■ **Region annotation entries**
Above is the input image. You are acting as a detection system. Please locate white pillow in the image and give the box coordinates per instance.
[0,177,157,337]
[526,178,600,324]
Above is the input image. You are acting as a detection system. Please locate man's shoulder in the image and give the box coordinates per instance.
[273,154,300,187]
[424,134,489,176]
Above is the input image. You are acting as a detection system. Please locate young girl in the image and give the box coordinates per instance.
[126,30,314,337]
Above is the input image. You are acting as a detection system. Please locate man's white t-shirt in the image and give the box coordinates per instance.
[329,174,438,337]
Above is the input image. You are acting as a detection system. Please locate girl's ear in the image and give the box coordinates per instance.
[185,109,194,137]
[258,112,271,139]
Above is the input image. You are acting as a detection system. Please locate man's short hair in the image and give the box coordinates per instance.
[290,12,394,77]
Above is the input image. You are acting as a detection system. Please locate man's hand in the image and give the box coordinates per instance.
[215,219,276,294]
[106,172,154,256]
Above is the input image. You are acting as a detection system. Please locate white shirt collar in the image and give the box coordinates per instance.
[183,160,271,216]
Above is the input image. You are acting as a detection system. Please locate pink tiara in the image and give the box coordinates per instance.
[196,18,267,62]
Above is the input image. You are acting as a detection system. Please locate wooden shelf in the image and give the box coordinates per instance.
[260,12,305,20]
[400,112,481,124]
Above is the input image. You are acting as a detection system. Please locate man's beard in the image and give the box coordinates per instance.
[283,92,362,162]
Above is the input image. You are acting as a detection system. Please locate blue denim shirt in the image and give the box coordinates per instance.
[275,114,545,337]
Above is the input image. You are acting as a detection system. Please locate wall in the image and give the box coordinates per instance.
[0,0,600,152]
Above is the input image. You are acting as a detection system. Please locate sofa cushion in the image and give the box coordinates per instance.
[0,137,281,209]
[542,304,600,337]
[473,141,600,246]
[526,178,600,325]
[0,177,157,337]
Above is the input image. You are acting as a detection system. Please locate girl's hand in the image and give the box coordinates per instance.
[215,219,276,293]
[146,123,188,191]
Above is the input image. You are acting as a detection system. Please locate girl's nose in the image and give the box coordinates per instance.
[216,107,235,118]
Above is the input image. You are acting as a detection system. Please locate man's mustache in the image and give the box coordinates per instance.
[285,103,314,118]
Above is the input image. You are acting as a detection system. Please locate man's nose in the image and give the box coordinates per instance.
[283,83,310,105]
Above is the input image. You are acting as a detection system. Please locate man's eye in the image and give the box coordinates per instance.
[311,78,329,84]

■ **TASK REQUIREMENTS**
Return all of the data above line for line, with every line reproduced verbatim and nothing changed.

■ **RIGHT ANSWER**
Above is the input image. You are acting as a detection system. Please locate white pillow in the image and give the box coordinates per instance.
[0,177,157,337]
[526,178,600,324]
Above is the input image. You are acting as a detection system. Please locate man's shoulder in the image and give the box coordinates per instance.
[273,154,300,187]
[424,134,489,176]
Above is the input image. You are acting as a detection system. Please locate young girl in the image and give the box coordinates per instance.
[126,30,314,337]
Above is the input image. You are acting as a detection system. Please locate man's white t-shirt in the image and give the box coordinates per instance.
[329,174,438,337]
Above is the input image. You are acting as a detection system. Please locate girl's ear in the image and give the box coordinates per instance.
[185,109,194,137]
[258,112,271,139]
Above is the input image. You are acting as a detection system. Please locate man's short hair in the image and give the box coordinates per instance.
[290,12,394,77]
Above is the input image. You are acting as a detection system. Please locate man's hand in the image and give the box coordinates per instance.
[215,219,276,294]
[106,172,154,256]
Above is the input image. You are acting as a detection system. Please locate white shirt collar in the image and give the box coordinates per instance.
[183,160,271,216]
Above is the input image. You are acting as a detection system. Please locate pink tiara in the image and give the box coordinates per instance.
[196,18,267,62]
Above is the input image. You are acting as a detection system. Please locate wooden shelf in the image and give the box coordinates per instance.
[260,12,305,20]
[400,112,481,124]
Above is the input image. You are acting as a detection system. Please locate man's beard in the image and give the box coordinates per instance.
[283,92,362,162]
Above is the input image. You are acting as a detection system. Please locate blue denim shirt in the image and give the box coordinates per instance.
[275,114,545,337]
Above is the input image. You are acting as a detection system. Please locate wall in the image and give the box coordinates per instance.
[0,0,600,152]
Above is the input image. You are acting as a detection system. Please locate sofa cushion in the image and give the box coordinates per instance.
[0,137,281,209]
[542,304,600,337]
[473,141,600,246]
[526,178,600,325]
[0,177,157,337]
Above is the input image. You are acting as a detection system. Please locate girl's hand in the image and give the box coordinates per instance.
[215,219,276,293]
[146,123,188,191]
Above is the input image. You are acting as a detection system. Please locate girl's nose in the image and give the box coordinates per instance.
[216,107,235,118]
Above is the input image. You are acting as a detection system. Please locate man's mustache in the image and give the box coordinates per instance.
[285,103,314,118]
Above is the input image. You are acting as a detection system. Please locate man's nose in the image and give the box coordinates per instance.
[283,83,310,105]
Above is the input image. You are acting as a detection system. Please locate man's eye in the image and give the box coordinates per instance.
[311,78,329,84]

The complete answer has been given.